**Problem 1**: From the forum thread about folder views reverting to "Details," retype the part starting with "Hello, I am" and going on through "(Dec 4, 2008)".
**Problem 2**: In the forum thread about folder views reverting to "Details," which version of Windows is the first poster using?
**Problem 3**: Proceed with the forum thread about folder views reverting to "Details" from the point where it stops.

**Passage**:

# View settings keep reverting to "Details" view



## das.subhashish (Oct 1, 2013)

Hello, I am using Windows 8.1 Preview. When I changes the View settings of files from "Details" view to "Large icons" view or any other view, changes takes place i.e "Large icons" view is enabled, but after i open another folder and then come back to the previous folder the view settings are keep reverted into "Details" view, which is very annoying :banghead:. It was working good before some days, but from last 2 days this problem is appearing.﻿ Please help me. Thank You


----------



## joeten (Dec 4, 2008)

*re: View settings keep reverting to "Details" view*

Hi and welcome to TSF perhaps the suggestions here can help Change folder views and options in Windows/File Explorer | www.winhelp.us
I will move you to the win 8 forum for further help.


----------



## das.subhashish (Oct 1, 2013)

**Data segment**:
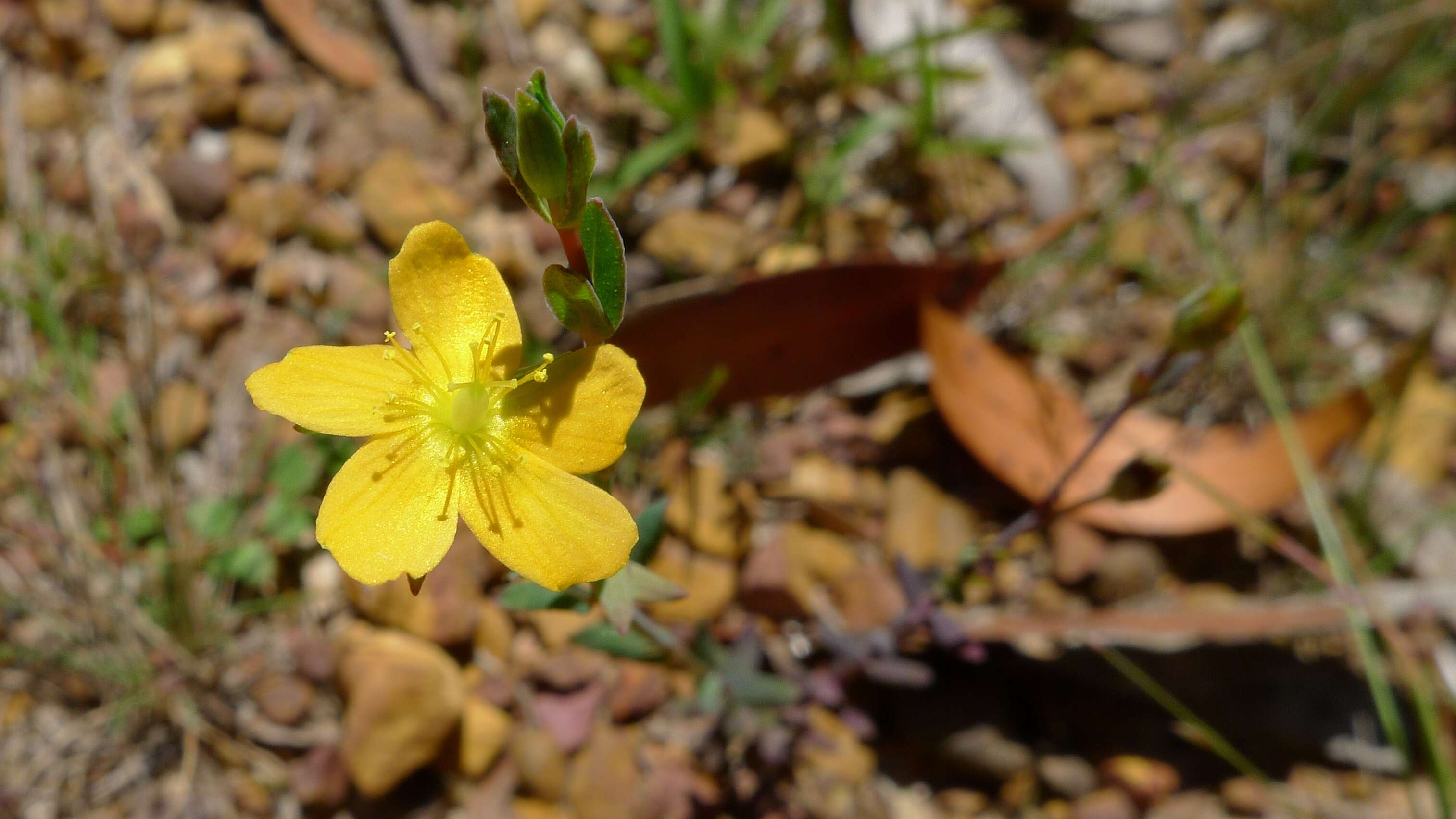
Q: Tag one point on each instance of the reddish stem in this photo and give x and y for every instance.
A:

**Final result 1**:
Hello, I am using Windows 8.1 Preview. When I changes the View settings of files from "Details" view to "Large icons" view or any other view, changes takes place i.e "Large icons" view is enabled, but after i open another folder and then come back to the previous folder the view settings are keep reverted into "Details" view, which is very annoying :banghead:. It was working good before some days, but from last 2 days this problem is appearing.﻿ Please help me. Thank You


----------



## joeten (Dec 4, 2008)

**Final result 2**: Windows 8.1 Preview.

**Final result 3**:
*re: View settings keep reverting to "Details" view*

It worked, Thanx a lot joeten


----------



## joeten (Dec 4, 2008)

*re: View settings keep reverting to "Details" view*

Glad to hear it,your welcome


----------



## das.subhashish (Oct 1, 2013)

There is a little problem, I used the option which changes all the folders to be viewed in "Large Icons" format including system files. Is there a way to chage this for only selected folder only?


----------



## joeten (Dec 4, 2008)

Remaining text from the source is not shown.